(Dataset records)
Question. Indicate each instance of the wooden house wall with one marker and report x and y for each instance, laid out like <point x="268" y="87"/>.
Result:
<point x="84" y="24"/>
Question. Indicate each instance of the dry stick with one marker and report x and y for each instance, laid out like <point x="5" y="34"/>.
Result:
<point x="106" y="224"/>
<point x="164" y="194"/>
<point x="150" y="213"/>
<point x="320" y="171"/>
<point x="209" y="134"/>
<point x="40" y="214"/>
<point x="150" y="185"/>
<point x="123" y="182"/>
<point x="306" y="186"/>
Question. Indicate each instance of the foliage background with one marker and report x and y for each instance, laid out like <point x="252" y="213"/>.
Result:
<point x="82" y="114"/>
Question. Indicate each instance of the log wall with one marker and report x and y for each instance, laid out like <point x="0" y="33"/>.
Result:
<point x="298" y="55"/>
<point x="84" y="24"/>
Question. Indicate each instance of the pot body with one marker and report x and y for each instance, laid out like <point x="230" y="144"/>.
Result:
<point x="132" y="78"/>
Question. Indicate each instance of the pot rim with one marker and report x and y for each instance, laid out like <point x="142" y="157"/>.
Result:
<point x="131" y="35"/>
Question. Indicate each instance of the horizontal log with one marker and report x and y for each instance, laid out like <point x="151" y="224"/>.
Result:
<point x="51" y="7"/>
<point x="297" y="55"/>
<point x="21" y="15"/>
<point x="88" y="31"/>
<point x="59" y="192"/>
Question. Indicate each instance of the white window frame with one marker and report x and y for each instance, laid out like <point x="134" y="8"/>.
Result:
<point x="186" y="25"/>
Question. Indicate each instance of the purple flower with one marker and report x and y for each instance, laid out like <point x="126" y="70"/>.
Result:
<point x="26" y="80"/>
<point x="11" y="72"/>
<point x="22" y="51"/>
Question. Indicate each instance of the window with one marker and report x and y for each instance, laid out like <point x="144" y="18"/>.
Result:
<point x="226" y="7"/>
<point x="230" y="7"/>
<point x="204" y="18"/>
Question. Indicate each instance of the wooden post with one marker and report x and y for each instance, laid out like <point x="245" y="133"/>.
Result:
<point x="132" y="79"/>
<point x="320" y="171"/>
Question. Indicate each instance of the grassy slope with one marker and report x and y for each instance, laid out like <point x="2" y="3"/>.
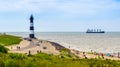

Direction - Rewrite the data from the line that contains "Question. Indicate each instance of the pot body" through the end of the data, keeping every line and omitting the pictures. Multiply each x and y coordinate in the answer points by 1.35 and round it to a whole number, rounding halves up, but leave the coordinates in lines starting with "Question." unchanged.

Answer -
Question. Indicate each instance of the pot body with one marker and report x and y for each instance, laid out like <point x="230" y="144"/>.
Result:
<point x="178" y="105"/>
Question. Indicate each instance of the pot rim with one marker and report x and y for each instance, laid out like <point x="142" y="157"/>.
Result:
<point x="177" y="47"/>
Question. Indicate each instance of the horizontal log with one marker and report x and y for each instance, laid out like <point x="151" y="224"/>.
Result:
<point x="69" y="9"/>
<point x="401" y="74"/>
<point x="28" y="20"/>
<point x="119" y="42"/>
<point x="80" y="259"/>
Question. Indicate each instance of the white window frame with one marker and report x and y for each instance, laid out like <point x="134" y="8"/>.
Result:
<point x="251" y="34"/>
Question. Indicate each instance of the purple flower with one marker and report x and y for each instance, laid out like <point x="126" y="70"/>.
Result:
<point x="35" y="108"/>
<point x="15" y="97"/>
<point x="30" y="69"/>
Question. Indicate each instance of the window with one marker and report x and y for each instance, laid out like <point x="144" y="18"/>.
Result:
<point x="305" y="9"/>
<point x="311" y="9"/>
<point x="275" y="24"/>
Question. Indicate each instance of the wooden post with one marker and report x and y for each instance, laid out like <point x="245" y="133"/>.
Result:
<point x="178" y="107"/>
<point x="432" y="231"/>
Question. Indicate each instance of the grassy slope with one marker and report x and y for each instance, laid out like <point x="2" y="3"/>.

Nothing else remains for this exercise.